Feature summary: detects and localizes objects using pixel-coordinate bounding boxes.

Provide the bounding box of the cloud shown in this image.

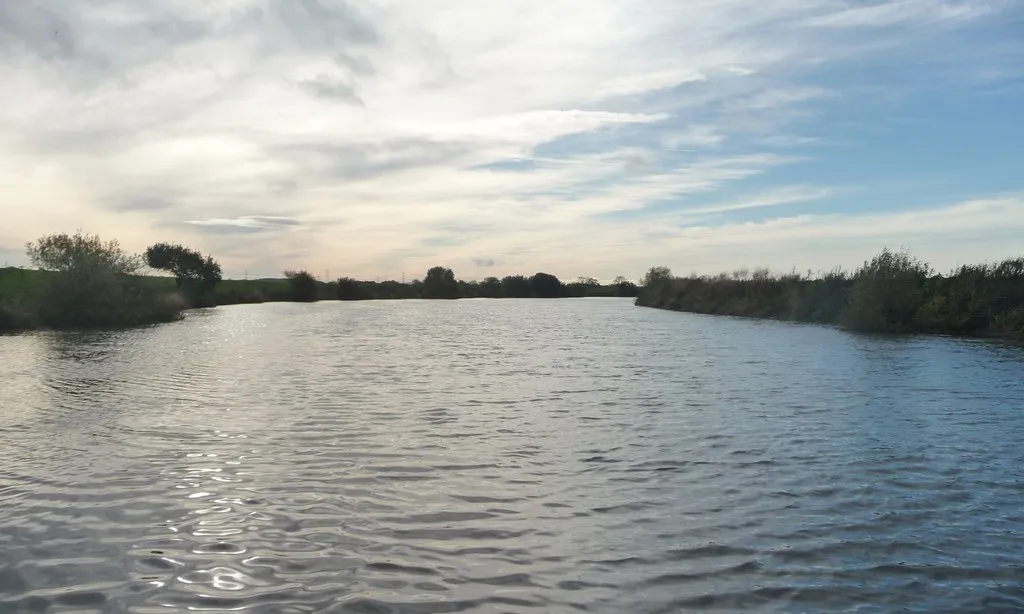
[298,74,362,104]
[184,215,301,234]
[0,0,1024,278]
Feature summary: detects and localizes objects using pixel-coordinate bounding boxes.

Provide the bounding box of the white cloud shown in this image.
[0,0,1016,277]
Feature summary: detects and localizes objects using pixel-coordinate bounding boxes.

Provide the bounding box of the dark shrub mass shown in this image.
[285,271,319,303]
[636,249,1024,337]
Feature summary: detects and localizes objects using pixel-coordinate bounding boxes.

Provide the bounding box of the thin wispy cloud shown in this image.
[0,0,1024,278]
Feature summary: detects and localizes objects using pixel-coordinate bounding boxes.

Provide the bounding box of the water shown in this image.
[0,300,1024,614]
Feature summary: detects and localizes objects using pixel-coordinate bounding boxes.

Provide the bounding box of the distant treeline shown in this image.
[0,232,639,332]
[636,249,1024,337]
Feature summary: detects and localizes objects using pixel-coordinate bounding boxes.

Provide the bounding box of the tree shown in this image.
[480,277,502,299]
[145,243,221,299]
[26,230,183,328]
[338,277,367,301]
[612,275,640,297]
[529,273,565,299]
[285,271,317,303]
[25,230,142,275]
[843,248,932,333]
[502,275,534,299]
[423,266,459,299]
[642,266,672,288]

----

- DIRECTIONS: Copy every line of the data above without any changes, but leave out the picture.

- SOLUTION FOR THIS PROBLEM:
Feature summary: detects and localizes objects using pixel-coordinate bounding boxes.

Provide the bounding box of the cloud shown in this image.

[298,74,362,104]
[184,215,301,234]
[0,0,1024,278]
Feature summary: detects and localizes objects using pixel-coordinate bounding boxes.

Provide the bounding box of the white cloud shown in this image.
[0,0,1016,277]
Feature summary: detects and localizes objects using pixel-coordinate bounding boxes.

Provide the bounding box of the dark shrub mass shown in this image.
[285,271,319,303]
[636,249,1024,337]
Feature summary: detects and localizes objects using pixel-coordinate bounding boxes.

Provide the bounding box of the thin wispy cloud shown in this image.
[0,0,1024,278]
Feature summary: detects and localizes objects using pixel-coordinate bounding boxes.

Provide the bounding box of the water shown in this image.
[0,300,1024,614]
Feature summary: detects and localizes objects using pixel-coordinate bounding boxes.

Provide the bounding box of the distant treeline shown in this image.
[0,232,639,332]
[636,249,1024,337]
Feature summary: detects and localizes objects using pixel-coordinate bounding boxes.

Provide the bounding box of the tree shown in this image.
[480,277,502,299]
[145,243,221,299]
[26,230,183,328]
[338,277,367,301]
[612,275,640,297]
[529,273,565,299]
[285,271,317,303]
[25,230,142,275]
[843,248,932,333]
[502,275,534,299]
[423,266,459,299]
[642,266,672,288]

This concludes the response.